Directions for this task:
Which lines in the records below contain the word "blue"? Gather every one of them and copy each in full.

Records for this exercise:
* Begin *

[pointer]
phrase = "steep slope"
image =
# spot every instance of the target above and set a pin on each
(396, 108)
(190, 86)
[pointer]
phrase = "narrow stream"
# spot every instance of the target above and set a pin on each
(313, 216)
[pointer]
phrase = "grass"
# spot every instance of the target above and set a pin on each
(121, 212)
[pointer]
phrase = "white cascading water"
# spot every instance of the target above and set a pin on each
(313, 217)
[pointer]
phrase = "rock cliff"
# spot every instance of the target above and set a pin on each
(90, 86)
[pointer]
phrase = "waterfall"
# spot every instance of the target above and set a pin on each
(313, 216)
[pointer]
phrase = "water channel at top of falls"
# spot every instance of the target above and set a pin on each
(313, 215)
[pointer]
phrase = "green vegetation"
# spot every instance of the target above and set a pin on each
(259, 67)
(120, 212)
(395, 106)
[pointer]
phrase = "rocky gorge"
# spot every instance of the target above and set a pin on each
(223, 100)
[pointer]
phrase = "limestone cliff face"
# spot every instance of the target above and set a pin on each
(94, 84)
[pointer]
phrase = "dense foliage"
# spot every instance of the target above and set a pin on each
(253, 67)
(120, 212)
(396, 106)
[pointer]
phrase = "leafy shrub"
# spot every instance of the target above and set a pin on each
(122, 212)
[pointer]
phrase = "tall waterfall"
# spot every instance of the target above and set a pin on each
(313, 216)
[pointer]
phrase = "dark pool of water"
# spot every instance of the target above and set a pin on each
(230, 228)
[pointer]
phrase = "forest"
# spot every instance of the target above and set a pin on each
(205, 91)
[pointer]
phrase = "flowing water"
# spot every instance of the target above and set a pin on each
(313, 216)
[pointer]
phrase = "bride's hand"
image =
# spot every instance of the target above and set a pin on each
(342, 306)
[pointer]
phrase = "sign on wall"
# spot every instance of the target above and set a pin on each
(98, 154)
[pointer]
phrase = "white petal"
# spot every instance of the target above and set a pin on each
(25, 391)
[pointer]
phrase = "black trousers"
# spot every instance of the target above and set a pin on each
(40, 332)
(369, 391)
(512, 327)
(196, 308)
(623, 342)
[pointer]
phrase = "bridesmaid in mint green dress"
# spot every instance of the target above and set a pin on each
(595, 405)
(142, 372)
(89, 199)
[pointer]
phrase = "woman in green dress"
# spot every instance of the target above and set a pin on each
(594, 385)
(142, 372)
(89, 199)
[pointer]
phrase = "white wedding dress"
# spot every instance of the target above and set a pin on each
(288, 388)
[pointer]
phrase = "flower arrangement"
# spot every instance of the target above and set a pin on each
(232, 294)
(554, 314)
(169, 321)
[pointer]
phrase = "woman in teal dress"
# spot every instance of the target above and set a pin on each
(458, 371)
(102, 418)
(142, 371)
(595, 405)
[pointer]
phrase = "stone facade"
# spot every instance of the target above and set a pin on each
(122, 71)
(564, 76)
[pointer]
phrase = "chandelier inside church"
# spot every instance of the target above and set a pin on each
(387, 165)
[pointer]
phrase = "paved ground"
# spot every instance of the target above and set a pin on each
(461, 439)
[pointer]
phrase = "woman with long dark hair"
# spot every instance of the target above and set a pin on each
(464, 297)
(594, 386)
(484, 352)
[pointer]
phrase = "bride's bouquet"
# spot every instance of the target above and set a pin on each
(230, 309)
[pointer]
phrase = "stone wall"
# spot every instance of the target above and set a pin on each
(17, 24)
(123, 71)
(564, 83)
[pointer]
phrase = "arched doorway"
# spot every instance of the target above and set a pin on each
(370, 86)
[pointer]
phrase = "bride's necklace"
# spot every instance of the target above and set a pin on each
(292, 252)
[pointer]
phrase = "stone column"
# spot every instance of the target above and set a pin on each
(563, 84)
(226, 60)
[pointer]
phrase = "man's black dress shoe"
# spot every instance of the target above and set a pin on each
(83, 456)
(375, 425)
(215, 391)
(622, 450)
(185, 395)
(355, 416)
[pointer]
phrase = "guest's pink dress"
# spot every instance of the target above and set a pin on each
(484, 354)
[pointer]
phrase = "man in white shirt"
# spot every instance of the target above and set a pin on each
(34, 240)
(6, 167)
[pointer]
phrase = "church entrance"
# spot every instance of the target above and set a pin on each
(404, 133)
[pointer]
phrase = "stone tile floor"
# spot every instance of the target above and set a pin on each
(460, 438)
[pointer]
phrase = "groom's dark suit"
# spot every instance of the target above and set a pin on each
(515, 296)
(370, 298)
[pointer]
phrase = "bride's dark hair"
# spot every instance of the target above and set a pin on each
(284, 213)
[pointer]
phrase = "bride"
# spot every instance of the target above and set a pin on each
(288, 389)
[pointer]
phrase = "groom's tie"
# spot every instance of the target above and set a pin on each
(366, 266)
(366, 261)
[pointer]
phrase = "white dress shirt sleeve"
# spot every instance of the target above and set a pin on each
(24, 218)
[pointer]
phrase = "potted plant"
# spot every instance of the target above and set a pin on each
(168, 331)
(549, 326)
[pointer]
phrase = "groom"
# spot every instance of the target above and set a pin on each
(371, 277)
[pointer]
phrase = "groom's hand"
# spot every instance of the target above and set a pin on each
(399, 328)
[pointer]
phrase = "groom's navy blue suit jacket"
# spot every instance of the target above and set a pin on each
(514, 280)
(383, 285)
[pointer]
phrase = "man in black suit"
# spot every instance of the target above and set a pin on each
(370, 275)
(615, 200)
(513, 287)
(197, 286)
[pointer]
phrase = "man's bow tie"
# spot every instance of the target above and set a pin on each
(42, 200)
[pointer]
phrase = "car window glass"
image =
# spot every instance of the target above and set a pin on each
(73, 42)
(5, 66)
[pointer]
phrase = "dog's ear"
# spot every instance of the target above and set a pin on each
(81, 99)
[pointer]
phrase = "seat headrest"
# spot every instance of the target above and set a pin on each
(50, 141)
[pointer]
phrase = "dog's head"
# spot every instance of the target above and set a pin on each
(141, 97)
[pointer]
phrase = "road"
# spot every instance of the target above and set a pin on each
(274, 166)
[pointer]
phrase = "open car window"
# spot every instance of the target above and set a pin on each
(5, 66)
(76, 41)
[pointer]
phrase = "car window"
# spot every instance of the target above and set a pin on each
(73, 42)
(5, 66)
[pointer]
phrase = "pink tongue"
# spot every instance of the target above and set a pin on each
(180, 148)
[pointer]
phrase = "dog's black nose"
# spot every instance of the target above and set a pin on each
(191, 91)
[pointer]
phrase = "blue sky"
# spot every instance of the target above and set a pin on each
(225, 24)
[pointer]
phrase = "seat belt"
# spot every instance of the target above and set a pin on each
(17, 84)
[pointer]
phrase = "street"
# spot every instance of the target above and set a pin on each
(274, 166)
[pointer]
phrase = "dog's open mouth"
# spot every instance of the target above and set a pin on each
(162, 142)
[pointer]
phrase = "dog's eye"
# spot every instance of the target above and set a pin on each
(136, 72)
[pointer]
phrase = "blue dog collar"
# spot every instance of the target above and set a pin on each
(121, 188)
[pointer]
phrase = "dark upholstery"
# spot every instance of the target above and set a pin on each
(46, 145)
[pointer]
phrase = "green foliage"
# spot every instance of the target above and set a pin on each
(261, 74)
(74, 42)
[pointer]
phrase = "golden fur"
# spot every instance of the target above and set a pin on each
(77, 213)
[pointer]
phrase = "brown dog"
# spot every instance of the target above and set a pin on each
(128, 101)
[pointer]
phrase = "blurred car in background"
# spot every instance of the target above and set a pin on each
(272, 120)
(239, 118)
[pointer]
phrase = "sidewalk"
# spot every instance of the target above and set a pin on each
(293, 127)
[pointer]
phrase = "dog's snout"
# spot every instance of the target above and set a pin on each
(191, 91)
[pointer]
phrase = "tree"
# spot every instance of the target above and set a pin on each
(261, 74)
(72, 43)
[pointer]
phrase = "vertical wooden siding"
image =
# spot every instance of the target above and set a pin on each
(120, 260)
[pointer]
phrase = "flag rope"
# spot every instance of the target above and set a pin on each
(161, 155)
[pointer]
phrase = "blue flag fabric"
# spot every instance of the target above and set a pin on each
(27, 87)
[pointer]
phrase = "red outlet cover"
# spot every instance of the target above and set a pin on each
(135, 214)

* End *

Complete output:
phrase = "groom's navy blue suit jacket"
phrase = "blue sky"
phrase = "blue dog collar"
phrase = "blue flag fabric"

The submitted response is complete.